§ Tasks to perform
1. Retype everything in the biography of Étienne van Zuylen from "Personal details" down to "as the FIA).".
2. In the Étienne van Zuylen biography, list every descriptor the opening sentence of the main section applies to him after "was a Dutch-Belgian".

§ Reading text
========================

President of the Automobile Club de France
- In office 1895–1922
- Succeeded by: Robert de Vogüé

Personal details
- Born: Étienne Gustave Frédéric van Zuylen van Nyevelt van de Haar 16 October 1860 Saint-Étienne, near Nice, France
- Died: 8 May 1934 (aged 73) Nice, France
- Spouse: Hélène de Rothschild ​ ​(after 1887)​
- Relatives: Marie-Hélène de Rothschild (granddaughter)
- Occupation: Banker, businessman
- Awards: Legion of Honour, Order of Leopold

= Étienne van Zuylen van Nyevelt =

Belgian businessman

Étienne Gustave Frédéric, 3rd Baron van Zuylen van Nyevelt van de Haar (16 October 1860 - 8 May 1934), was a Dutch-Belgian banker, businessman, philanthropist, equestrian and car enthusiast. He was a founding member of the Automobile Club de France, serving as the organisation's first president, and was the first president of the Association Internationale des Automobile Clubs Reconnus (AIACR, later known as the FIA).

==Personal life==
Van Zuylen was born in Saint-Étienne, near Nice, on 16 October 1860, a member of the old Dutch Van Zuylen van Nievelt noble family; he was the 3rd Baron van Zuylen van Nyevelt van de Haar. His father, Gustave, was a diplomat and his grandfather, Jean-Jacques was a former mayor of Bruges. On 16 August 1887, Van Zuylen married Hélène de Rothschild, daughter of Salomon James de Rothschild of the Rothschild banking family of France, in Paris. They had two sons, Egmont and Hélin. Hélin was killed in a car accident in 1912, and Egmont worked as a diplomat; his eldest child was Parisian socialite Marie-Hélène de Rothschild.

In 1890, Van Zuylen inherited the ruined De Haar Castle and set about restoring it. Financed by Rothschild money and directed by Dutch architect Pierre Cuypers, work started in 1892 and took 20 years.

Van Zuylen received recognition with appointments as an officer of the Legion of Honour, and as a knight of the Order of Leopold.

Van Zuylen died in Nice on 8 May 1934.

========================

§ Provided material
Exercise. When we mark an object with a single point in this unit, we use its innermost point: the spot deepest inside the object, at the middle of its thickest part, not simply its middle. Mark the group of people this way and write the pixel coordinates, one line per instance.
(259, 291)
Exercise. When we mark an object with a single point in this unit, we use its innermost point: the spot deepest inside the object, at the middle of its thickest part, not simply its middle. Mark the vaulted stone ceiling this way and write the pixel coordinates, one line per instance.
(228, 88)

========================

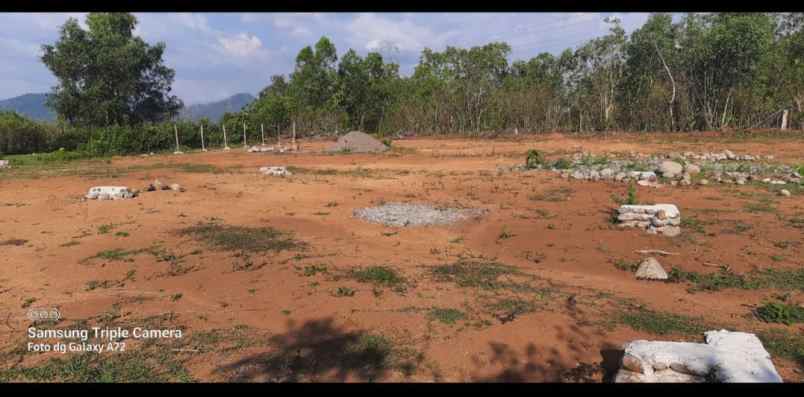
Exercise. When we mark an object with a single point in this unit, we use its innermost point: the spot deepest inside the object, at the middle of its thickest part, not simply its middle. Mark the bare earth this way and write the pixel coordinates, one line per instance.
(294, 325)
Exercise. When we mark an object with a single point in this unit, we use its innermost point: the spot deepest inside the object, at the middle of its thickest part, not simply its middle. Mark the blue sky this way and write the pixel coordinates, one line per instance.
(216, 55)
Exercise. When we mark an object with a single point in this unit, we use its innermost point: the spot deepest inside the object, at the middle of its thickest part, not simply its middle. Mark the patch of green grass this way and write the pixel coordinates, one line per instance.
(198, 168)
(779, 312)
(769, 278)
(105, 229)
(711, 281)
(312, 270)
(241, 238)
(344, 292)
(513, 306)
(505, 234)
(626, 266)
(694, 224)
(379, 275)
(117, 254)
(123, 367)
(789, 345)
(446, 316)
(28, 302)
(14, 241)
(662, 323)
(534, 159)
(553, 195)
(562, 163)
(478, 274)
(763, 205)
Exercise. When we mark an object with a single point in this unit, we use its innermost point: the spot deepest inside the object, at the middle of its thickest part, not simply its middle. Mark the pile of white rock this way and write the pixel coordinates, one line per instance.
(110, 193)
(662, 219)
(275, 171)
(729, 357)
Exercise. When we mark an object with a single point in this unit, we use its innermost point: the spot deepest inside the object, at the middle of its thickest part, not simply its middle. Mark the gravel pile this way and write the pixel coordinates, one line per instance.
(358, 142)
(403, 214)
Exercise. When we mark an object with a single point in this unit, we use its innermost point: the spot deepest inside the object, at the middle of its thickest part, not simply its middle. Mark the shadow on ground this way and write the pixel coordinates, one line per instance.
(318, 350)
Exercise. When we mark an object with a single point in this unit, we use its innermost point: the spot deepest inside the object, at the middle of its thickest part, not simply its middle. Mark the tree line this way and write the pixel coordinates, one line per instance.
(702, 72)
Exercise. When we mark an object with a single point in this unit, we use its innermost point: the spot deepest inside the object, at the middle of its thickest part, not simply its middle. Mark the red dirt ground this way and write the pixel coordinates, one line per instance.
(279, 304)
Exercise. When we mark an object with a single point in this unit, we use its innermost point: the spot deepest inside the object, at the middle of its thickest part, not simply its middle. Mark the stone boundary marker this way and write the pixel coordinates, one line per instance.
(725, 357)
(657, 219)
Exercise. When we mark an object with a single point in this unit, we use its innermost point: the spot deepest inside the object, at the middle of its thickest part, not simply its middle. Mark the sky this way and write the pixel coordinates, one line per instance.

========================

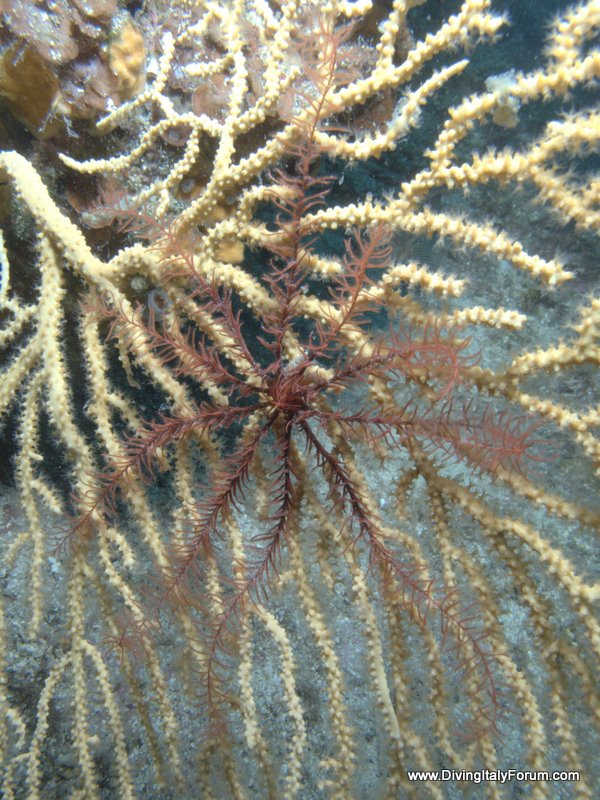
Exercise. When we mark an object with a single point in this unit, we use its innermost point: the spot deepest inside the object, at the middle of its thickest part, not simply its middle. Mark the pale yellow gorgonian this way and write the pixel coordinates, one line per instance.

========================

§ Answers to the tasks
1.
Personal details
- Born: Étienne Gustave Frédéric van Zuylen van Nyevelt van de Haar 16 October 1860 Saint-Étienne, near Nice, France
- Died: 8 May 1934 (aged 73) Nice, France
- Spouse: Hélène de Rothschild ​ ​(after 1887)​
- Relatives: Marie-Hélène de Rothschild (granddaughter)
- Occupation: Banker, businessman
- Awards: Legion of Honour, Order of Leopold

= Étienne van Zuylen van Nyevelt =

Belgian businessman

Étienne Gustave Frédéric, 3rd Baron van Zuylen van Nyevelt van de Haar (16 October 1860 - 8 May 1934), was a Dutch-Belgian banker, businessman, philanthropist, equestrian and car enthusiast. He was a founding member of the Automobile Club de France, serving as the organisation's first president, and was the first president of the Association Internationale des Automobile Clubs Reconnus (AIACR, later known as the FIA).

2.
- banker
- businessman
- philanthropist
- equestrian
- car enthusiast